===== Source document
Many neurologic diseases, such as epilepsy, spinal muscular atrophy, muscular dystrophy, or Down syndrome, begin in childhood when patients are seen by pediatric neurologists. What happens when these patients age into adulthood? Do they stay with their pediatric specialist or switch to a neurologist who treats adults or both children and adults?
The accepted wisdom is to transition to doctors who treat adults, says Bruce H. Cohen, MD, FAAN, professor of pediatrics at Northeast Ohio Medical University and director of the NeuroDevelopmental Science Center at Children's Hospital Medical Center in Akron.
==========
===== Given material
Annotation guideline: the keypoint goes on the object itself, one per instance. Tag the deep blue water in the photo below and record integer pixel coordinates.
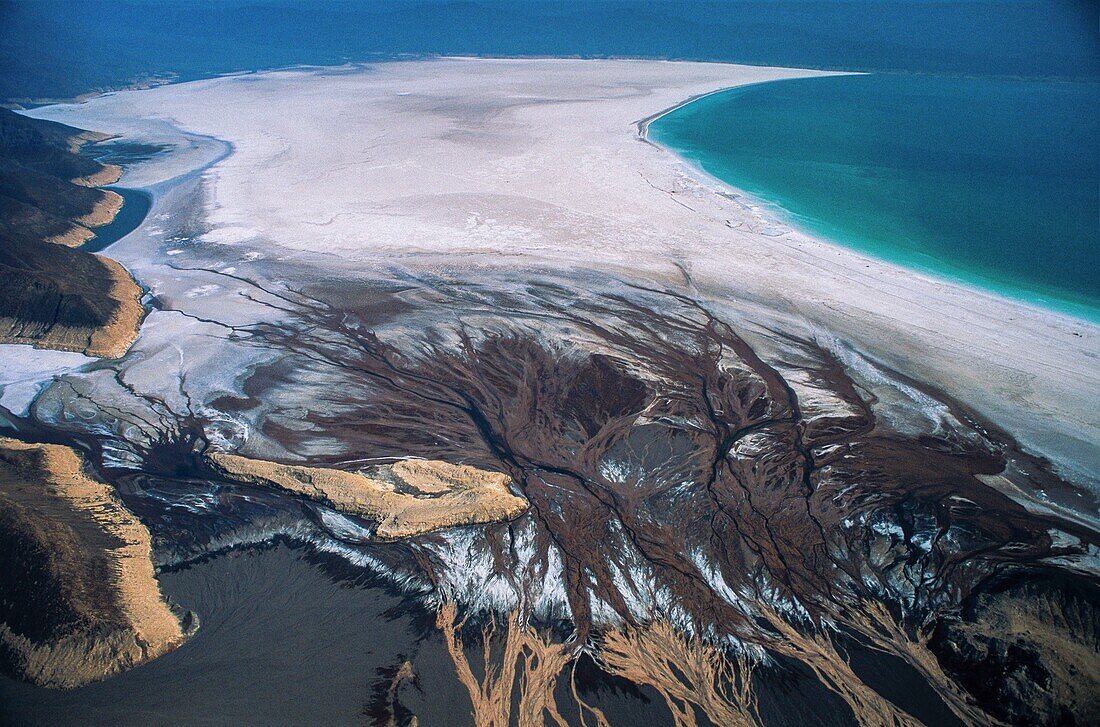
(976, 157)
(56, 48)
(994, 182)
==========
## Required action 1
In the passage on neurology patients moving into adult care, switch "childhood" to "infancy" and give again the part that opens with "Many neurologic diseases, such" and closes with "children and adults?".
## Required action 2
Answer these questions about the passage on neurology patients moving into adult care:
(a) Which four neurologic diseases does it name?
(b) At which university is Bruce H. Cohen a professor of pediatrics?
(c) Which center does he direct?
The lines above are separate material, apart from the passage.

## Answer space 1
Many neurologic diseases, such as epilepsy, spinal muscular atrophy, muscular dystrophy, or Down syndrome, begin in infancy when patients are seen by pediatric neurologists. What happens when these patients age into adulthood? Do they stay with their pediatric specialist or switch to a neurologist who treats adults or both children and adults?

## Answer space 2
(a) Epilepsy, spinal muscular atrophy, muscular dystrophy, and Down syndrome.
(b) Northeast Ohio Medical University.
(c) The NeuroDevelopmental Science Center at Children's Hospital Medical Center in Akron.